• Given text:
···
All of lore.kernel.org
 help / color / mirror / Atom feed
From: Vishal Chourasia <vishalc@linux.ibm.com>
To: John Stultz <jstultz@google.com>
Cc: LKML <linux-kernel@vger.kernel.org>,
	Ingo Molnar <mingo@redhat.com>,
	Peter Zijlstra <peterz@infradead.org>,
	Juri Lelli <juri.lelli@redhat.com>,
	Vincent Guittot <vincent.guittot@linaro.org>,
	Dietmar Eggemann <dietmar.eggemann@arm.com>,
	Steven Rostedt <rostedt@goodmis.org>,
	Ben Segall <bsegall@google.com>, Mel Gorman <mgorman@suse.de>,
	Daniel Bristot de Oliveira <bristot@redhat.com>,
	Phil Auld <pauld@redhat.com>,
	Valentin Schneider <vschneid@redhat.com>,
	kernel-team@android.com, Zimuzo Ezeozue <zezeozue@google.com>
Subject: Re: [RESEND][PATCH v2] sched: Add trace_sched_waking() tracepoint to sched_ttwu_pending()
···
(Data entries)
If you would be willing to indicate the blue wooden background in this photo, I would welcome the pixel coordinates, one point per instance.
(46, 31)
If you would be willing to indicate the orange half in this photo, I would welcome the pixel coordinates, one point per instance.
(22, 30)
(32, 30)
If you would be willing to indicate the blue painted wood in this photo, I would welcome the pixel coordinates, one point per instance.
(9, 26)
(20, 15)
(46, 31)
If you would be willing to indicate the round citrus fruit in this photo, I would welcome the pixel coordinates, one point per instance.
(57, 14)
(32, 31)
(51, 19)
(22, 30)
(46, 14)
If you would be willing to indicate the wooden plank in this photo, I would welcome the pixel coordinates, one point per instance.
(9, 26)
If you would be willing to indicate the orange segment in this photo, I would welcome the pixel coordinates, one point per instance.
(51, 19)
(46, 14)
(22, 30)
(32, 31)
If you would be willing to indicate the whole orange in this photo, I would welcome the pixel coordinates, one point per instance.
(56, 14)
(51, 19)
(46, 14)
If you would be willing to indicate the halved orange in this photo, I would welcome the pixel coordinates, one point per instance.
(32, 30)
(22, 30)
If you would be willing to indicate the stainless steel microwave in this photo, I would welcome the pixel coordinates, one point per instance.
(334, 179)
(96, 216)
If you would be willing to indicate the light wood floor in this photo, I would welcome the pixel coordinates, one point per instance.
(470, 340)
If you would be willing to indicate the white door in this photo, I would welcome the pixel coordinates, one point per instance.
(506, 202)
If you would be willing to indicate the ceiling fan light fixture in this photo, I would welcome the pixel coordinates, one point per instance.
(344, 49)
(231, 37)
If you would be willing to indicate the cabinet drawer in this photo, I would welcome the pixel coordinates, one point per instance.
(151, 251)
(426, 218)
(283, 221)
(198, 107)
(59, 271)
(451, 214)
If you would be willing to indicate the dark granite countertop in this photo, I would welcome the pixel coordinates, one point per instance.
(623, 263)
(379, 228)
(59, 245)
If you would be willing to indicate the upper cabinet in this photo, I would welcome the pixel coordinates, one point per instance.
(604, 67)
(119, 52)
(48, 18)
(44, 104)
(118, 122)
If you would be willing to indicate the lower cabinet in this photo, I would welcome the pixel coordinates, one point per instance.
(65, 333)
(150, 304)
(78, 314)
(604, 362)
···
• Requirements: Please reproduce the mailing-list header shown above word for word, keeping every line and its punctuation.

• Solution to the problem:
All of lore.kernel.org
 help / color / mirror / Atom feed
From: Vishal Chourasia <vishalc@linux.ibm.com>
To: John Stultz <jstultz@google.com>
Cc: LKML <linux-kernel@vger.kernel.org>,
	Ingo Molnar <mingo@redhat.com>,
	Peter Zijlstra <peterz@infradead.org>,
	Juri Lelli <juri.lelli@redhat.com>,
	Vincent Guittot <vincent.guittot@linaro.org>,
	Dietmar Eggemann <dietmar.eggemann@arm.com>,
	Steven Rostedt <rostedt@goodmis.org>,
	Ben Segall <bsegall@google.com>, Mel Gorman <mgorman@suse.de>,
	Daniel Bristot de Oliveira <bristot@redhat.com>,
	Phil Auld <pauld@redhat.com>,
	Valentin Schneider <vschneid@redhat.com>,
	kernel-team@android.com, Zimuzo Ezeozue <zezeozue@google.com>
Subject: Re: [RESEND][PATCH v2] sched: Add trace_sched_waking() tracepoint to sched_ttwu_pending()